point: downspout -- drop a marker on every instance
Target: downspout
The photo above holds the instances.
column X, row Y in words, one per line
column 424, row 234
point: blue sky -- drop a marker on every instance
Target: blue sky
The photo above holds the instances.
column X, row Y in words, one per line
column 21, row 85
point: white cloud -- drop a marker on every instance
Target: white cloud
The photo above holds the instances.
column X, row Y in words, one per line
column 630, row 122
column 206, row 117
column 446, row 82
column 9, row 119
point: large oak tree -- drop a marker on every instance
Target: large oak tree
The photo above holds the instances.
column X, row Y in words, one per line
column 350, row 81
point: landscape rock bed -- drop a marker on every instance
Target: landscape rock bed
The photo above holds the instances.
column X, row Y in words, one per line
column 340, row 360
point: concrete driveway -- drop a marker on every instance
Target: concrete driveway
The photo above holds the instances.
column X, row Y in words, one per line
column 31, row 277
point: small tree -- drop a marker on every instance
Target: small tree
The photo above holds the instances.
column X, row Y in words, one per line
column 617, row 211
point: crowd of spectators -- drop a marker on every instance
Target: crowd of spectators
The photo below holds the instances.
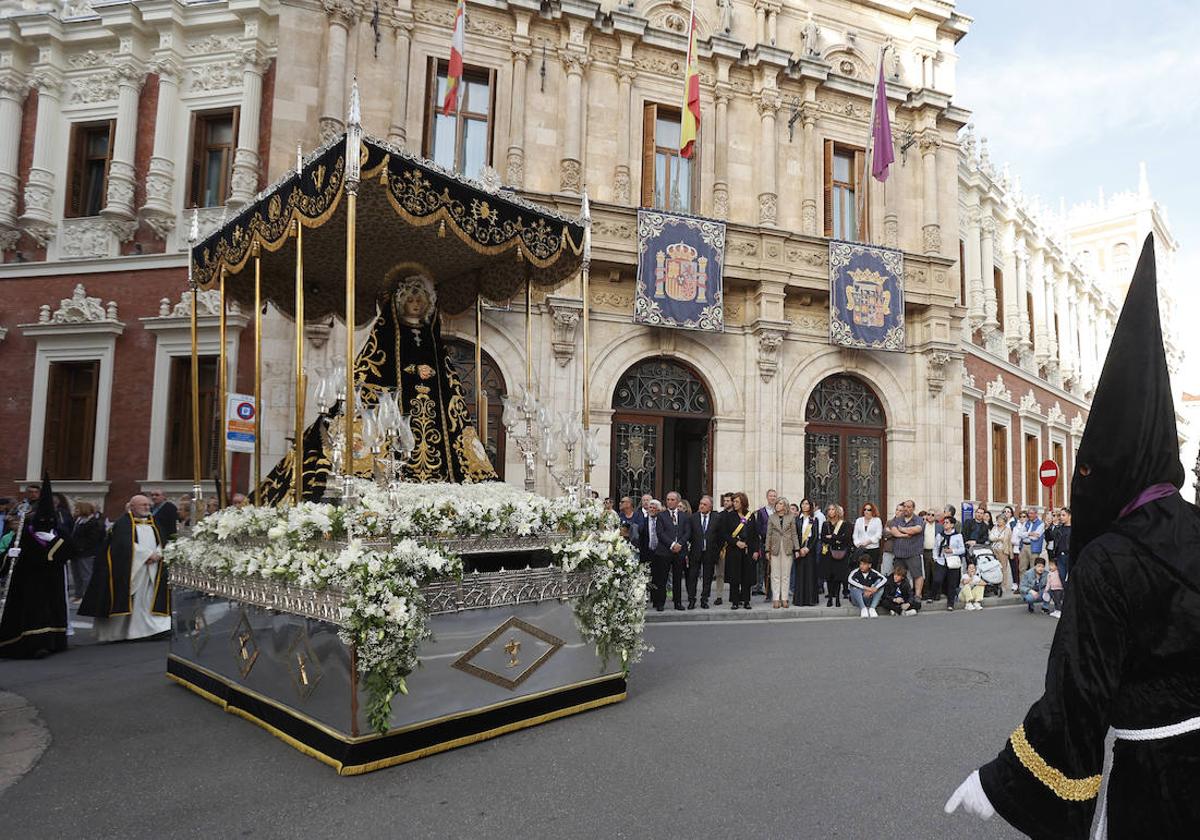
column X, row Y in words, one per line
column 797, row 555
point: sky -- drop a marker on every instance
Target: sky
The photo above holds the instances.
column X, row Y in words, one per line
column 1074, row 94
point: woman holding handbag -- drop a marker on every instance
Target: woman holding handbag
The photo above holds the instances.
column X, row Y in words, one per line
column 783, row 547
column 741, row 545
column 808, row 529
column 949, row 553
column 837, row 540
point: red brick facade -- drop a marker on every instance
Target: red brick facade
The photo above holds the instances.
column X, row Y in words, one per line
column 137, row 295
column 985, row 372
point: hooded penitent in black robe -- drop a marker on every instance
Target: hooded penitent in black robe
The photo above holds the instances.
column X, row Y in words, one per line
column 412, row 358
column 109, row 593
column 1126, row 652
column 35, row 617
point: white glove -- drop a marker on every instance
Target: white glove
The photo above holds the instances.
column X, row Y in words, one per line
column 972, row 798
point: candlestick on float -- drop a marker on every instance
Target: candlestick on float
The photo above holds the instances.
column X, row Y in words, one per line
column 298, row 444
column 480, row 396
column 193, row 234
column 222, row 390
column 353, row 173
column 258, row 369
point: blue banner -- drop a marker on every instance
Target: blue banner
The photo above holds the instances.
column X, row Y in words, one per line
column 679, row 262
column 865, row 297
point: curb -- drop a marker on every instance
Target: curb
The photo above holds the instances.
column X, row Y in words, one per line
column 23, row 738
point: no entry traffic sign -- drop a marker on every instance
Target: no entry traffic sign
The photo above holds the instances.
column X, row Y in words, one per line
column 1049, row 473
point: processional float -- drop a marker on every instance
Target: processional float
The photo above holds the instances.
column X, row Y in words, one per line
column 397, row 619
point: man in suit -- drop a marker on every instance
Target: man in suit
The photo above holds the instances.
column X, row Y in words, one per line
column 673, row 535
column 165, row 513
column 760, row 557
column 705, row 550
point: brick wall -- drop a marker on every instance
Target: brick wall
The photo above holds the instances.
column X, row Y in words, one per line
column 137, row 295
column 985, row 372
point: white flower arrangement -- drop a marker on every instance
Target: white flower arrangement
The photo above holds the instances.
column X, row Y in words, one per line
column 382, row 550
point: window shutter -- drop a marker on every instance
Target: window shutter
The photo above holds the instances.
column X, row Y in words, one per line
column 649, row 113
column 193, row 184
column 75, row 179
column 861, row 196
column 828, row 187
column 227, row 175
column 108, row 159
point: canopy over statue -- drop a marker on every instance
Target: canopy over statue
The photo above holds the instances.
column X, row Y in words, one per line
column 403, row 354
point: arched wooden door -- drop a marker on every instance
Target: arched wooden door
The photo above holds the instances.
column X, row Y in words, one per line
column 845, row 447
column 661, row 431
column 462, row 355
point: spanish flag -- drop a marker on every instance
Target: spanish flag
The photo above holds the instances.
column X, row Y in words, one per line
column 454, row 72
column 689, row 124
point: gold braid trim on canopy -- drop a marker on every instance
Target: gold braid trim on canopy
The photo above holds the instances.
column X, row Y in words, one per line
column 474, row 241
column 1062, row 786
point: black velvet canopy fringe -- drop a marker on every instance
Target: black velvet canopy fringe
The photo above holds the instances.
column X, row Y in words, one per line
column 472, row 241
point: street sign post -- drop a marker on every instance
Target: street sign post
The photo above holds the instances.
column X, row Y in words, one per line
column 240, row 423
column 1049, row 473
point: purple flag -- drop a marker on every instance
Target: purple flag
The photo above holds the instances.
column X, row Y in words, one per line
column 882, row 151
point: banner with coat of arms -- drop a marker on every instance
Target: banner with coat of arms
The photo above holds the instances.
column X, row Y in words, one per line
column 679, row 262
column 865, row 297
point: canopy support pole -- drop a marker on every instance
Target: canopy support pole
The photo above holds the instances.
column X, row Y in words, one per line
column 258, row 371
column 222, row 390
column 480, row 396
column 197, row 487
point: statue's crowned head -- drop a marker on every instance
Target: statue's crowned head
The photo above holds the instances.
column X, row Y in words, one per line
column 415, row 293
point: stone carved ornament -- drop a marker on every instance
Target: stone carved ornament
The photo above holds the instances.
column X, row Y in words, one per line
column 78, row 309
column 997, row 390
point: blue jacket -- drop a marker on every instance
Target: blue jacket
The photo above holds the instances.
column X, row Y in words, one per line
column 1033, row 582
column 1036, row 532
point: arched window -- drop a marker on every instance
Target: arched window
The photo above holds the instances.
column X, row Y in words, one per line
column 845, row 447
column 661, row 431
column 462, row 355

== WHAT IS EXPECTED ==
Swap "marker" for "pin" throughout the listing above, leaving every other part unchanged. Omit the pictures from your answer.

== FINAL RESULT ==
point: downspout -- drop a pin on every instance
Target: downspout
The photo above holds the instances.
column X, row Y in words, one per line
column 424, row 234
point: blue sky -- drop a pin on every instance
Target: blue sky
The photo above holds the instances.
column X, row Y in words, one per line
column 21, row 85
point: white cloud -- drop a pin on every instance
Target: white cloud
The photo above holds the instances.
column X, row Y in words, one per line
column 630, row 122
column 206, row 117
column 446, row 82
column 9, row 119
point: large oak tree -- drop a pin on every instance
Target: large oak tree
The photo above holds the instances.
column X, row Y in words, one per line
column 350, row 81
point: landscape rock bed -- drop a pin on every instance
Target: landscape rock bed
The photo above holds the instances.
column X, row Y in words, one per line
column 340, row 360
point: concrete driveway -- drop a pin on every instance
Target: concrete driveway
The photo above holds the instances.
column X, row Y in words, one per line
column 31, row 277
point: small tree -- drop a pin on every instance
Target: small tree
The photo above holds the instances.
column X, row Y in words, one per line
column 617, row 211
point: crowd of spectators -- drop a pin on every instance
Target: crowd of spectators
The photo below holds the instances.
column X, row Y in words, one per line
column 797, row 555
point: sky -- drop a pin on every instance
Target: sky
The photo above holds the instances.
column X, row Y in words, one per line
column 1074, row 94
point: woman holding handbag -- drop a pin on every instance
Target: woman holding handbag
The photo above holds the instances.
column X, row Y in words, one per line
column 783, row 547
column 741, row 545
column 808, row 529
column 949, row 553
column 837, row 540
point: red brick facade -- drop a pin on every instance
Target: red brick facade
The photo above holds the instances.
column X, row Y in words, one per line
column 137, row 295
column 985, row 372
point: hooded penitent in black robe -- drop a pin on every instance
Target: hooded penitent in black robe
The photo above holds the instances.
column X, row Y in words, one per line
column 412, row 358
column 109, row 593
column 1126, row 652
column 35, row 617
point: white glove -- drop a pin on every instance
Target: white glove
The photo above holds the instances.
column X, row Y in words, one per line
column 972, row 798
point: candlestick on float -- drop a pin on every instance
Target: candlestick on float
The photo above holds the instances.
column X, row Y in words, one per line
column 298, row 444
column 480, row 396
column 193, row 234
column 222, row 390
column 353, row 173
column 258, row 369
point: blue banner -- drop a pin on every instance
Target: blue banner
The photo above holds the instances.
column X, row Y in words, one per line
column 679, row 262
column 865, row 297
point: curb -- drop a pin on every instance
Target: curb
The photo above holds the instances.
column X, row Y in words, one per line
column 23, row 738
point: no entry traffic sign -- drop a pin on every instance
Target: no entry traffic sign
The photo above holds the instances.
column X, row Y in words, one per line
column 1049, row 473
point: processional float -- drop a pin on every instance
Target: processional float
The photo above holds the instances.
column X, row Y in words, one per line
column 397, row 619
point: man in suit -- drop a pin on every instance
Target: man in suit
The photo above holds the instances.
column X, row Y in words, one per line
column 673, row 535
column 165, row 513
column 760, row 557
column 705, row 550
point: brick wall -- drop a pin on every instance
Target: brick wall
The photo above holds the instances.
column X, row Y in words, one per line
column 137, row 295
column 985, row 372
point: white flower arrangement -- drop a pin on every instance
Target: white flower arrangement
The photo above holds the instances.
column X, row Y in words, one per line
column 382, row 550
point: window shutter -- drop a pin on every instance
Target: window shutter
The photo above holds the instances.
column X, row Y in words, one per line
column 649, row 113
column 193, row 184
column 75, row 179
column 861, row 196
column 828, row 187
column 227, row 175
column 108, row 159
point: canopy over statue -- drop a pin on every instance
Target: canopy over statue
The photo above holds the instances.
column X, row Y in words, one per line
column 403, row 354
point: arched wooden door -- drop a pin on every instance
Target: arched wooden door
The photo above holds the instances.
column X, row Y in words, one per line
column 845, row 447
column 661, row 431
column 462, row 355
point: spanish flag -- drop a pin on every instance
Target: spanish flag
The photo above holds the instances.
column X, row Y in words, one per line
column 454, row 72
column 689, row 124
point: gold braid trim on canopy -- drop a pin on every instance
Target: gold braid trim on canopy
The photo above holds the instances.
column X, row Y in words, one per line
column 474, row 241
column 1062, row 786
point: black velvet canopy fringe -- drop a pin on every instance
Target: black velvet canopy fringe
The photo above holds the instances.
column X, row Y in words, one per line
column 472, row 241
point: street sign post -- drop a pin on every instance
Target: street sign post
The photo above holds the instances.
column X, row Y in words, one per line
column 240, row 423
column 1049, row 473
point: purple flag -- drop a pin on every instance
Target: purple flag
The photo above holds the instances.
column X, row Y in words, one per line
column 882, row 151
point: banner with coat of arms -- drop a pin on every instance
Target: banner with coat of arms
The photo above holds the instances.
column X, row Y in words, one per line
column 679, row 262
column 865, row 297
point: canopy support pole -- drop a pin on every instance
Target: canopy support pole
The photo above holds the instances.
column X, row Y in words, one per line
column 258, row 371
column 222, row 390
column 480, row 396
column 197, row 487
point: statue's crowned head -- drop a pin on every instance
Target: statue's crowned head
The photo above holds the instances.
column X, row Y in words, one per line
column 415, row 293
point: stone carved ornament -- drop a pin on every instance
Target: stone carved ornament
The photo above holds the instances.
column X, row Y in words, one per line
column 78, row 309
column 997, row 390
point: blue jacket -- drop a pin on every instance
Target: blue jacket
The photo above holds the instances.
column X, row Y in words, one per line
column 1033, row 582
column 1036, row 532
point: arched window -- drop a pin on every instance
Target: arched window
The photo above holds the instances.
column X, row Y in words, one per line
column 845, row 447
column 661, row 431
column 462, row 355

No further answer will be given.